— The request —
Below are some entries; can you quote all of them exactly?

— Entries supplied —
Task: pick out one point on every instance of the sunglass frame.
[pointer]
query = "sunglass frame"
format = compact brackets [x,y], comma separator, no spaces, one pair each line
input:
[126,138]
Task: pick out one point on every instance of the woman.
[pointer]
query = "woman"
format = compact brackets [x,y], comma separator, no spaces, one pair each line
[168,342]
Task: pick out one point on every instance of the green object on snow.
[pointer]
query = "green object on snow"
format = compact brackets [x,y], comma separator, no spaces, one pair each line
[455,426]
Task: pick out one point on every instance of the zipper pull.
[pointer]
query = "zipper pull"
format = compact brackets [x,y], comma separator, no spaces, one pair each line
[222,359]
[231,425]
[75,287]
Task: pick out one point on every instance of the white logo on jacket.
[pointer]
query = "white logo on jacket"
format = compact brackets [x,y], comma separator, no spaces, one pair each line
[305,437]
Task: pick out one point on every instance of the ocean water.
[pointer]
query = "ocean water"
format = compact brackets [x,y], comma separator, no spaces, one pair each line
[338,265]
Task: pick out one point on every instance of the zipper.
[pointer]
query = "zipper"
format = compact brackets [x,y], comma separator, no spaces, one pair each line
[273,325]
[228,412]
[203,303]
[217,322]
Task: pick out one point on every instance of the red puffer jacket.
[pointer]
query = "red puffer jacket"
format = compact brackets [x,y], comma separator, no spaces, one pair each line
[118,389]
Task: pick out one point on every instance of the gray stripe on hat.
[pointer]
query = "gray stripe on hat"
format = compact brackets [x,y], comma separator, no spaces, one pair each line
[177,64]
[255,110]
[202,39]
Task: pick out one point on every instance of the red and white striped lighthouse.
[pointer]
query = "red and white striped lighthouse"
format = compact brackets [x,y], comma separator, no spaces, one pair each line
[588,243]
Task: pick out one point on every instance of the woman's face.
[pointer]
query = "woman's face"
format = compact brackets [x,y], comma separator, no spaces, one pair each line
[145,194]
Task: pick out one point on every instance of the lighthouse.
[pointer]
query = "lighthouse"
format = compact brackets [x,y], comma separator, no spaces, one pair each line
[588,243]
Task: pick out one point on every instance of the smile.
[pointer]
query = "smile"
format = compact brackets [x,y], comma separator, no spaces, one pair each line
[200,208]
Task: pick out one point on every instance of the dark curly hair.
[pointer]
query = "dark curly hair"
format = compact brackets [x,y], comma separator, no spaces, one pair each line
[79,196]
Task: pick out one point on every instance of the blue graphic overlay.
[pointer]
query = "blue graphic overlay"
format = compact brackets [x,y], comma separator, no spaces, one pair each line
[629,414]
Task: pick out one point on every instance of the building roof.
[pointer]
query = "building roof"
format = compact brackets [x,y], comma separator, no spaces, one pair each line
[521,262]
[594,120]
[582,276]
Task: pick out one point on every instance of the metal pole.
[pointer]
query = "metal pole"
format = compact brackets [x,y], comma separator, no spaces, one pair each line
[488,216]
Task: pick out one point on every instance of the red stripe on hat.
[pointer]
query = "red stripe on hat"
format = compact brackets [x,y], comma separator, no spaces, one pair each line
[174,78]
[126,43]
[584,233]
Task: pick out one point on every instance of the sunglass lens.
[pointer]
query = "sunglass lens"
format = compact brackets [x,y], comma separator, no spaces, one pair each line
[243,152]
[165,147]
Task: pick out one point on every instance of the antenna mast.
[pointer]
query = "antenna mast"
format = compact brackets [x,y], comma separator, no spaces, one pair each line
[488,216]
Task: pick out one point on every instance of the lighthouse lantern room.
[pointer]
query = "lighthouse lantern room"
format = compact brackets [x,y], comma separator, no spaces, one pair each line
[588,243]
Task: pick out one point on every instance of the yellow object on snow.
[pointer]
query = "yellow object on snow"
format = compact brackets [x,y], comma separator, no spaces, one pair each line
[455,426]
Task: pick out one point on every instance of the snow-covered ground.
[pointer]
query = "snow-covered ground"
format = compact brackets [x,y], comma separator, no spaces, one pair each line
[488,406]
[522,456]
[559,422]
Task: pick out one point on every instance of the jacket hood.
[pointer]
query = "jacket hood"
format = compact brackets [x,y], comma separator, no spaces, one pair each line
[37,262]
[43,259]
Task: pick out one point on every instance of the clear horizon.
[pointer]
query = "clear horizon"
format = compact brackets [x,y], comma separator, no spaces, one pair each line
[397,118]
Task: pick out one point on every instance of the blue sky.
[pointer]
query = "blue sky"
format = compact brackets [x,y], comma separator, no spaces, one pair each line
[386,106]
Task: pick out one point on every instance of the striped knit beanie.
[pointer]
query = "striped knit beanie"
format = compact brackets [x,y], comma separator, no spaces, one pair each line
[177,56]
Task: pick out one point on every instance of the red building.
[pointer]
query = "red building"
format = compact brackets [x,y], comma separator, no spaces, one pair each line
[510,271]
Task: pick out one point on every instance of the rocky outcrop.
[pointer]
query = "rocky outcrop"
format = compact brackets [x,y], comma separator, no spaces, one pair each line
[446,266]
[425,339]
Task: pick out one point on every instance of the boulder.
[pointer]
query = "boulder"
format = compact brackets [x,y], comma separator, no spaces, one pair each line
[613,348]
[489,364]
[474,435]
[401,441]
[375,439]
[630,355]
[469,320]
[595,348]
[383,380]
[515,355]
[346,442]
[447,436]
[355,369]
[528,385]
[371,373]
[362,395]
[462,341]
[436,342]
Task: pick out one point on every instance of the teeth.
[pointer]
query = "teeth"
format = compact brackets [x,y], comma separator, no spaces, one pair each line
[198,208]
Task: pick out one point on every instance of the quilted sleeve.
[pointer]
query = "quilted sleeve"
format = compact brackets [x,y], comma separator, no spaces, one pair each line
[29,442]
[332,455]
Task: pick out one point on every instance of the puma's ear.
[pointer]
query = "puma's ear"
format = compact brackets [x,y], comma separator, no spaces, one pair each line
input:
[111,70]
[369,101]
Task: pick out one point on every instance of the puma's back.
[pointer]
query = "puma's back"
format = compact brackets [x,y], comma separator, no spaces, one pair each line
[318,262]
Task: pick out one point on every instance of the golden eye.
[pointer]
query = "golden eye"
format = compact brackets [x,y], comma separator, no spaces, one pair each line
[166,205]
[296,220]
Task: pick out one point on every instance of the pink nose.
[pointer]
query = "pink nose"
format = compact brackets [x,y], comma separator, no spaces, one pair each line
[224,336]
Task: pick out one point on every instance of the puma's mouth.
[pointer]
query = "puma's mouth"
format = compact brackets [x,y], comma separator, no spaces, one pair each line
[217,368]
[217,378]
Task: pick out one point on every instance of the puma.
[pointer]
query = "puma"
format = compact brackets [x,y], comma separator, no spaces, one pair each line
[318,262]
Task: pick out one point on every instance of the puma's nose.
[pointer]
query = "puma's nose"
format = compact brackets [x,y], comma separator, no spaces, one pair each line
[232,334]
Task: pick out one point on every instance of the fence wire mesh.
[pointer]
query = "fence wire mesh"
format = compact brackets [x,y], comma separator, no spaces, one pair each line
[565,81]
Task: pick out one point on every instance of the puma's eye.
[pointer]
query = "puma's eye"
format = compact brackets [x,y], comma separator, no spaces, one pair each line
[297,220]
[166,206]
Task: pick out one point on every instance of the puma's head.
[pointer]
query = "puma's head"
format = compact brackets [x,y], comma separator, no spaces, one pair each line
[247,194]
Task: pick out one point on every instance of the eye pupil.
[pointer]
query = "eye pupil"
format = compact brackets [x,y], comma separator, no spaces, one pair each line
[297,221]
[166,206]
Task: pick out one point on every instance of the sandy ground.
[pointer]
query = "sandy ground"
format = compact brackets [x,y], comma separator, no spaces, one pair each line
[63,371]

— Reply to the task —
Task: pick out one point on every instance of the sunglass frame.
[pointer]
query = "sunglass frame"
format = compact brackets [x,y], comma separator, no spaces, one pair each line
input:
[126,138]
Task: pick out one point on every instance of the woman.
[pointer]
query = "woman"
format = compact brackets [x,y], comma separator, no spaces, one pair each line
[168,342]
Task: pick out one point on every instance of the green object on snow.
[pointer]
query = "green object on snow"
format = compact brackets [x,y], comma separator, no spaces, one pair each line
[455,426]
Task: pick out one point on every instance of the zipper pull.
[pointer]
query = "zipper pull"
format = compact brackets [x,y], comma separator, no spaces, one pair each line
[222,359]
[231,425]
[75,287]
Task: pick out one point on every instance of the white logo on jacket.
[pointer]
query = "white logo on jacket"
format = compact brackets [x,y], comma separator, no spaces, one pair each line
[305,437]
Task: pick out one point on every instance of the ocean water.
[pointer]
query = "ocean water"
format = compact brackets [x,y], comma separator, no spaces, one pair each line
[338,265]
Task: pick out one point on every instance of the zipper.
[pointer]
query = "zipper"
format = compact brackets [x,y], comma separator, no spaces, one pair each line
[273,325]
[228,412]
[203,303]
[217,322]
Task: pick out one point on every instance of the red puffer jacket.
[pointer]
query = "red puffer jacket"
format = compact brackets [x,y], comma separator, no spaces, one pair each line
[118,389]
Task: pick out one point on every instance of the gray stripe on hat.
[pointer]
query = "gray stripe on hat"
format = compact brackets [x,y], comma separator, no spaces, one pair each line
[177,64]
[255,110]
[202,39]
Task: pick out one point on every instance of the red and white striped lighthouse.
[pointer]
query = "red and white striped lighthouse"
format = compact brackets [x,y], comma separator, no spaces, one pair each line
[588,243]
Task: pick out one point on every instance of the woman's face.
[pointer]
query = "woman's face"
format = compact brackets [x,y], comma separator, no spaces, one pair each line
[145,194]
Task: pick out one point on every instance of the lighthouse.
[pointer]
query = "lighthouse"
format = compact brackets [x,y], comma separator, no spaces, one pair each line
[588,243]
Task: pick out one point on every instance of the smile.
[pointer]
query = "smile"
format = compact brackets [x,y], comma separator, no spaces, one pair each line
[200,208]
Task: pick out one point on every instance of the dark curly hair.
[pointer]
query = "dark curly hair"
format = compact brackets [x,y], comma separator, no spaces, one pair each line
[79,196]
Task: pick out one point on every instance of the blue graphic overlay.
[pointer]
query = "blue graphic overlay"
format = compact brackets [x,y], comma separator, no spaces, one pair each line
[629,414]
Task: pick out one point on every instance of the building roof.
[pointer]
query = "building roof"
format = compact brackets [x,y], comma separator, no spaces, one pair each line
[521,262]
[594,120]
[582,276]
Task: pick out one point on every instance of the metal pole.
[pointer]
query = "metal pole"
format = compact brackets [x,y], comma separator, no spaces, one pair each line
[488,216]
Task: pick out one point on every instance of the red stripe on hat.
[pointer]
query = "red stripe on hat"
format = compact brackets [x,y], comma separator, no spaces, one pair each line
[174,78]
[126,43]
[584,233]
Task: pick out one point on every instance of the sunglass lens.
[pointer]
query = "sunglass lens"
format = compact brackets [x,y], comma separator, no spaces, one pair each line
[243,152]
[165,147]
Task: pick out one point on every instance of the antenna mast.
[pointer]
query = "antenna mast"
format = compact brackets [x,y], comma separator, no spaces, one pair each line
[488,216]
Task: pick out one point on every instance of the lighthouse lantern room.
[pointer]
query = "lighthouse lantern room"
format = compact brackets [x,y], comma separator, no spaces, one pair each line
[588,243]
Task: pick out one point on every instance of the yellow object on snow.
[pointer]
query = "yellow object on snow"
format = compact brackets [x,y], comma separator, no spaces, one pair each line
[455,426]
Task: pick out one point on every instance of the snow-covered ground.
[pointer]
query = "snow-covered ground"
format = compact brackets [x,y], comma separator, no spaces, one pair each line
[488,406]
[522,456]
[559,422]
Task: pick out one point on every instance of the jacket hood.
[pointer]
query = "jacket hood"
format = compact brackets [x,y], comma separator, no spaces, one pair each line
[37,262]
[43,259]
Task: pick out one point on every instance of the clear horizon.
[pointer]
query = "clear horizon"
format = compact brackets [x,y], comma separator, no spaces, one pair each line
[397,118]
Task: pick out one point on every instance of the blue sky.
[pointer]
query = "blue sky"
format = compact brackets [x,y], comma separator, no spaces, one pair each line
[386,106]
Task: pick out one point on every instance of the striped knit beanie.
[pointer]
query = "striped knit beanie"
format = compact brackets [x,y], comma separator, no spaces, one pair each line
[177,56]
Task: pick out one point on every instance of the red building.
[pointer]
query = "red building"
format = compact brackets [x,y], comma separator, no spaces, one pair each line
[510,271]
Task: pick out one point on every instance of the rocky outcrop.
[pointer]
query = "rocky outcrop"
format = compact brackets [x,y], comma separator, no spaces, one pair each line
[446,266]
[425,339]
Task: pick out one point on every instance of the boulder.
[pointer]
query = "boulder"
format = compact brackets [x,y], comma separator, no spaces, one pair each line
[613,348]
[489,364]
[474,435]
[401,441]
[375,439]
[630,355]
[469,320]
[595,348]
[383,380]
[515,355]
[346,442]
[447,436]
[355,369]
[528,385]
[371,373]
[362,395]
[462,341]
[436,342]
Task: pick out one point on every instance of the teeth.
[pointer]
query = "teeth"
format = compact brackets [x,y], comma separator, no spaces, one pair each line
[198,208]
Task: pick out one point on every instance of the quilted sleeve.
[pointer]
query = "quilted sleeve"
format = compact brackets [x,y], comma separator, no spaces, one pair each line
[29,442]
[332,455]
Task: pick out one point on every instance of the puma's ear.
[pointer]
query = "puma's ear"
format = compact brackets [x,y], comma separator, no spaces, one pair each line
input:
[111,70]
[369,101]
Task: pick out one point on every instance of the puma's back.
[pointer]
query = "puma's back"
format = compact brackets [x,y], comma separator, no spaces, one pair each line
[318,262]
Task: pick out one point on every instance of the golden eye.
[pointer]
query = "golden eye"
format = compact brackets [x,y], comma separator, no spaces, one pair each line
[166,205]
[296,220]
Task: pick out one point on every instance of the pink nose.
[pointer]
query = "pink nose"
format = compact brackets [x,y], comma separator, no spaces, one pair each line
[224,336]
Task: pick out one point on every instance of the puma's mouth.
[pointer]
query = "puma's mouth"
format = compact brackets [x,y], comma separator, no spaces, one pair each line
[217,368]
[217,378]
Task: pick out one point on every instance of the puma.
[pointer]
query = "puma"
format = compact brackets [x,y], comma separator, no spaces, one pair each line
[318,262]
Task: pick out one point on every instance of the puma's nose.
[pointer]
query = "puma's nose"
format = compact brackets [x,y], comma separator, no spaces, one pair each line
[232,334]
Task: pick out one point on every instance of the fence wire mesh.
[pointer]
query = "fence wire mesh"
format = compact brackets [x,y], comma separator, no spaces, one pair each line
[565,81]
Task: pick out one point on every instance of the puma's eye.
[pointer]
query = "puma's eye"
format = compact brackets [x,y], comma separator, no spaces, one pair each line
[297,220]
[166,206]
Task: pick out one point on every instance of the puma's head.
[pointer]
query = "puma's head"
format = compact brackets [x,y], comma separator, no spaces, one pair each line
[247,194]
Task: pick out one point on every instance of the eye pupil.
[pointer]
query = "eye pupil"
format = compact brackets [x,y], comma separator, no spaces, one pair each line
[297,221]
[166,206]
Task: pick out one point on every instance of the sandy ground.
[pointer]
query = "sandy ground"
format = compact brackets [x,y], comma separator, no spaces, one pair each line
[63,371]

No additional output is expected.